Directions: Return, word for word, only the lines from the one containing "Keypoint placement: for each instance of the stage" through the last line of the entries.

Point labeling dataset excerpts:
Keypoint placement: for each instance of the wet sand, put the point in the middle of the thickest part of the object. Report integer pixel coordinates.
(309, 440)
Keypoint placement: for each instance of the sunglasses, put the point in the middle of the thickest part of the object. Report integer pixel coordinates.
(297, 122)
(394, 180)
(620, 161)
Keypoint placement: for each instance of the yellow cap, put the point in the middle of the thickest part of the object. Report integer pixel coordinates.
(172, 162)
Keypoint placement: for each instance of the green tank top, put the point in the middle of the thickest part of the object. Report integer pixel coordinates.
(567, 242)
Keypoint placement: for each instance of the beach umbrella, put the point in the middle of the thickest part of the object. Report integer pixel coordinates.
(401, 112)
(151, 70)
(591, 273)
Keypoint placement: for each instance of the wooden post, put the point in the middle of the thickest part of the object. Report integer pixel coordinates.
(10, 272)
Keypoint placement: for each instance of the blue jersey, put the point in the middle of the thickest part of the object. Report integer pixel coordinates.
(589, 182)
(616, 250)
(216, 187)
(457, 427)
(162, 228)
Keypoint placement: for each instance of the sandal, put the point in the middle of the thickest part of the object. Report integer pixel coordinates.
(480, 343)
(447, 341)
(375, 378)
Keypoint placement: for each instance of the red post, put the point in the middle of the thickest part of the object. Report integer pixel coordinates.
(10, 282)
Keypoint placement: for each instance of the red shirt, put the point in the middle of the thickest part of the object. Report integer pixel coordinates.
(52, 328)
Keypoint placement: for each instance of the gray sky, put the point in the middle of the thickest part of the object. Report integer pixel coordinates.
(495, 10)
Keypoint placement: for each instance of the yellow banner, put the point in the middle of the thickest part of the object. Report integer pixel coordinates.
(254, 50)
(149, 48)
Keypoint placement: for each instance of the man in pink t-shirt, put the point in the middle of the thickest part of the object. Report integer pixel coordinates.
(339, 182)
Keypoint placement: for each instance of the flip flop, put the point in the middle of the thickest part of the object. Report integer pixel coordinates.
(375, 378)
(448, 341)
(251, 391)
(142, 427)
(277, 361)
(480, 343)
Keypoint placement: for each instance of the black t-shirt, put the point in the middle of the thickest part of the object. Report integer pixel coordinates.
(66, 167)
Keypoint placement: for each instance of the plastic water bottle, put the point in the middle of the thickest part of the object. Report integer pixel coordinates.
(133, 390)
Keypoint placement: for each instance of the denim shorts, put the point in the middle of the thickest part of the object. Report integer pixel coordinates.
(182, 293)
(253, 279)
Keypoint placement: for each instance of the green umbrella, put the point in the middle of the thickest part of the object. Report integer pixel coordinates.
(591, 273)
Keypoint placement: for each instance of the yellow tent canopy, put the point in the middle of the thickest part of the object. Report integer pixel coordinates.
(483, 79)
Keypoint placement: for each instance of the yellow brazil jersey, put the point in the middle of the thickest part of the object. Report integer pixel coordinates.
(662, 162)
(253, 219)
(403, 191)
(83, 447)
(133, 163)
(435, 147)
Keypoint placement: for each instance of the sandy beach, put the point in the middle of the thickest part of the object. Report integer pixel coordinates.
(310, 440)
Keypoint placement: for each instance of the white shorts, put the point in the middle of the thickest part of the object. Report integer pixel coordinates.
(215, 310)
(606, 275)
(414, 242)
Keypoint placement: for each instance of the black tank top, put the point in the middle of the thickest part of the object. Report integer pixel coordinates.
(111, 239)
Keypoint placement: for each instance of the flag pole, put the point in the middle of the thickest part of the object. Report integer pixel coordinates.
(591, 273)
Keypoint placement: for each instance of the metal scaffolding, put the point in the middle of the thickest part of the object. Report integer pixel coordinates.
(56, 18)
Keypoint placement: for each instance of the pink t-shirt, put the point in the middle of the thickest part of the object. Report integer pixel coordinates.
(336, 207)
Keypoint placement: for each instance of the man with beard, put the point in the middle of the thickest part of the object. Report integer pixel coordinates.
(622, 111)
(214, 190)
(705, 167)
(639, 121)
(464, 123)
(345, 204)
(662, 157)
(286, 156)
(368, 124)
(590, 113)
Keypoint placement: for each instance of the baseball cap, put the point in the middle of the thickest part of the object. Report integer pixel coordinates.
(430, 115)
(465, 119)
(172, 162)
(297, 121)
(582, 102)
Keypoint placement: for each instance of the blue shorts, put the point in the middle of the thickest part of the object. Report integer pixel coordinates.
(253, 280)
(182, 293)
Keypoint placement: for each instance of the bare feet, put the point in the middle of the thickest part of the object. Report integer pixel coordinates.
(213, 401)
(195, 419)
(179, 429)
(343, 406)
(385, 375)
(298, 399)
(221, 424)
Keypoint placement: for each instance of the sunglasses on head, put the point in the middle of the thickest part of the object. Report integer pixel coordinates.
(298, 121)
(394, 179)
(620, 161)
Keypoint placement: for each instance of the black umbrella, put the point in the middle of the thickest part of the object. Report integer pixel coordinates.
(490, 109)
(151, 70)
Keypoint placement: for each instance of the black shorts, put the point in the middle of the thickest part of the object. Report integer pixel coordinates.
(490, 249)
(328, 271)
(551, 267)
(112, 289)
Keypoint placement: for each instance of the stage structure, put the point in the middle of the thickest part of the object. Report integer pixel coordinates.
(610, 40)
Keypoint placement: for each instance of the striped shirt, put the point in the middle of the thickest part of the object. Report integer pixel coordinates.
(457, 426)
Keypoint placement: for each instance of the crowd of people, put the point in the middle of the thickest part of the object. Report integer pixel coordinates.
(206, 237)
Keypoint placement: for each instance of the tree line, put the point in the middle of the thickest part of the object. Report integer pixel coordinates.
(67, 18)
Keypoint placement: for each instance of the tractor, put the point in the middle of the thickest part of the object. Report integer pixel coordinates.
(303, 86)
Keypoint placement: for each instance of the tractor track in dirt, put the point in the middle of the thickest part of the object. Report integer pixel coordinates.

Answer to the task:
Keypoint placement: for each instance of the stage structure, put the point in the middle of the thickest part of the object. Report integer pixel coordinates.
(610, 40)
Keypoint placement: for each instance of the striped shirt, put the point in the middle of the thickest part of the object. Report integer pixel coordinates.
(457, 426)
Keypoint placement: for each instance of the crowd of people, put the point in the middle of the thickest part of the object. Report integer pixel coordinates.
(206, 237)
Keypoint placement: for each instance of the tree line, put the point in the middle of the thickest part of the object. Report integer pixel coordinates.
(67, 18)
Keypoint placement: for each instance of the tractor, put the point in the middle of the thickest part of the object. Report integer pixel coordinates.
(303, 86)
Keypoint placement: for each instance of the tractor track in dirt, put the point in the middle of the thickest part of the object. Report integer pixel coordinates.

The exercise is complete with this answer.